━━━ EXTRACTED TEXT

Dimensionality Reduction - niranjv/ml-notes GitHub Wiki

Overview
Principal Components Analysis
Partial Least Squares
Factor Analysis
Singular Value Decomposition
Projection Pursuit
Multi-Dimensional Scaling
Linear Discriminant Analysis
Partial Least Squares Discriminant Analysis
Mixture Discriminant Analysis
Quadratic Discriminant Analysis
Regularized Discriminant Analysis
Manifold Learning
Random Projections
Feature Agglomeration
Non-Negative Matrix Factorization
Independent Components Analysis
Latent Dirichlet Allocation
References

Overview

Dimensionality reduction is the process of reducing the number of features under consideration to a set of principal features.
Extract signal from raw, noisy features or compress number of features while maintaining structure of data
The transformation can be linear (e.g., PCA) or non-linear (e.g., manifold learning)
Advantages:
Reduce time and storage space required
Removal of multi-collinearity
Easier to visualize data
Disadvantages:
Response variable is not always considered in feature extraction/dimensionality reduction

Principal Components Analysis

PCA finds a low-dim representation of a dataset that contains as much of the variance of the dataset as possible
It is an orthogonal linear transformation that converts a set of possibly correlated features to a smaller set of linearly uncorrelated variables (Principal Components), all orthogonal to each other. Uncorrelated => orthogonal because Cov[XY] is the dot product of X and Y => |X||Y|cos(theta) = 0 => theta = 90 => random variable vectors are perpendicular.
It re-expresses the dataset in the most meaningful basis that will filter out noise and reveal hidden structure (linear combination of original basis => change of basis to a new basis). PCs form the orthogonal basis set of the features.
PC directions are the directions in which the data is most variable
Focus of PCA is on variance of features (common & unique) and seeks to reproduce total variance of features; PCs best capture the variance of the features
PCs can be used to re-construct most of the variance of the original data
Does not involve response, if available
PC are unique only up to sign flip (since direction & variance do not change with sign flip)
Features are always mean-centered before PCA is performed (i.e., column-means of design matrix = 0) since we are only interested in variance
Better to normalize all features to mean=0, stdev=1 to prevent scaling from affecting PCA
Sum of square of (PCA loadings/weights) for each component = 1 (to prevent arbitrarily large values of loadings leading to arbitrarily large variance)

━━━━━━

→ TASKS TO COMPLETE:
1: Could you retype the dimensionality reduction notes between "It re-expresses the" and "with sign flip)", inclusive?
2: Can you extract every line of the listing below that contains the string "wave"? Case counts.

━━━ ENTRIES

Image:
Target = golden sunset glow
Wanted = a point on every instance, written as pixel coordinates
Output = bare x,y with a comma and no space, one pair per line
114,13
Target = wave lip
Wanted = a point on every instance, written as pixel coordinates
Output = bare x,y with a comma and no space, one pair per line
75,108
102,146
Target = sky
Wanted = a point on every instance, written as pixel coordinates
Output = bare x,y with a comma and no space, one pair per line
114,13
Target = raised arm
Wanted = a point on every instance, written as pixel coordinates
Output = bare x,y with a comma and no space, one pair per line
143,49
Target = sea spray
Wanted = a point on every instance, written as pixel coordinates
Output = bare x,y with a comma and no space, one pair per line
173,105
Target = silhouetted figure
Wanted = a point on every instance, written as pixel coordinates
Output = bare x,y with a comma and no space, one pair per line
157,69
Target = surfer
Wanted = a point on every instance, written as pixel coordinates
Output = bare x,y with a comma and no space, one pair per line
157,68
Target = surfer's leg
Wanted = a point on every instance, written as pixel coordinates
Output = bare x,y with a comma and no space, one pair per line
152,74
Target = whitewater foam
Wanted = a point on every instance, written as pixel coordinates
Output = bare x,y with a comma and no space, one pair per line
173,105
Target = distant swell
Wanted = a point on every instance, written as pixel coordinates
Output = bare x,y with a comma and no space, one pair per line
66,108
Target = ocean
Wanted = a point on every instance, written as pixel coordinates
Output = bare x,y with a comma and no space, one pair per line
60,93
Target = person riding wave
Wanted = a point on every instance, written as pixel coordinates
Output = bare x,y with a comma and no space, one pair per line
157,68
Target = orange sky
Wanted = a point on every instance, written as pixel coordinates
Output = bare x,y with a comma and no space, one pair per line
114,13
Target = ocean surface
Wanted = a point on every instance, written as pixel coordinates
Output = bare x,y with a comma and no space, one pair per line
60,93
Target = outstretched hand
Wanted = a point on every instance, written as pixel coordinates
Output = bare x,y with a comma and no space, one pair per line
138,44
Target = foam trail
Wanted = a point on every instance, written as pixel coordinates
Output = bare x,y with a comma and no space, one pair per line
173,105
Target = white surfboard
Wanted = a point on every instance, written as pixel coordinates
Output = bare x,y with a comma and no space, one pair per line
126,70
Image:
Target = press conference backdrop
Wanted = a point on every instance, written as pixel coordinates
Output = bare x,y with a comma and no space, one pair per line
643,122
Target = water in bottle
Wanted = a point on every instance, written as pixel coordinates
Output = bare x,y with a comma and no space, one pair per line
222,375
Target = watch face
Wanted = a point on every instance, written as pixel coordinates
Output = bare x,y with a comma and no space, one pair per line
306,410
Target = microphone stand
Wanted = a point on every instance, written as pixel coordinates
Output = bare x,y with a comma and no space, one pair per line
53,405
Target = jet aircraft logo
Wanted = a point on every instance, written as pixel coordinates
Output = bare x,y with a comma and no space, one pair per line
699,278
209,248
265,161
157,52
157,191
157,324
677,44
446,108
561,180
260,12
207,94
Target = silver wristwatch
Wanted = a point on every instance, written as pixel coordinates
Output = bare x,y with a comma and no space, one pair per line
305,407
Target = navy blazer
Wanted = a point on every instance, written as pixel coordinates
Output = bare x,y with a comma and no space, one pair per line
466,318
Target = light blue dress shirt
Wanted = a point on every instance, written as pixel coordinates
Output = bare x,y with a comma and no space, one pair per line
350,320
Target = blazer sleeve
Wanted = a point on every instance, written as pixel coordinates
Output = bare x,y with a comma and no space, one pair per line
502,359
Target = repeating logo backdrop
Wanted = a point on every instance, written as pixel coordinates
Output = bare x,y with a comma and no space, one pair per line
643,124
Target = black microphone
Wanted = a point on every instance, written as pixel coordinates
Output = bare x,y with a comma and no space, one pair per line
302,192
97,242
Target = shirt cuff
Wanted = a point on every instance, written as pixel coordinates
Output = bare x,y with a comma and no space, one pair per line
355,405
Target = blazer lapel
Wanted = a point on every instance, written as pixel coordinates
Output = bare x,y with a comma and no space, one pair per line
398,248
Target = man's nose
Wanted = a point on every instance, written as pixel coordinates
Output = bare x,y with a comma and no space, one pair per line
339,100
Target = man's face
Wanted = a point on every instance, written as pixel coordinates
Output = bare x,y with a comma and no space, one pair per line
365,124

━━━━━━

→ EXPECTED ANSWERS:
1:
It re-expresses the dataset in the most meaningful basis that will filter out noise and reveal hidden structure (linear combination of original basis => change of basis to a new basis). PCs form the orthogonal basis set of the features.
PC directions are the directions in which the data is most variable
Focus of PCA is on variance of features (common & unique) and seeks to reproduce total variance of features; PCs best capture the variance of the features
PCs can be used to re-construct most of the variance of the original data
Does not involve response, if available
PC are unique only up to sign flip (since direction & variance do not change with sign flip)

2:
Target = wave lip
Target = person riding wave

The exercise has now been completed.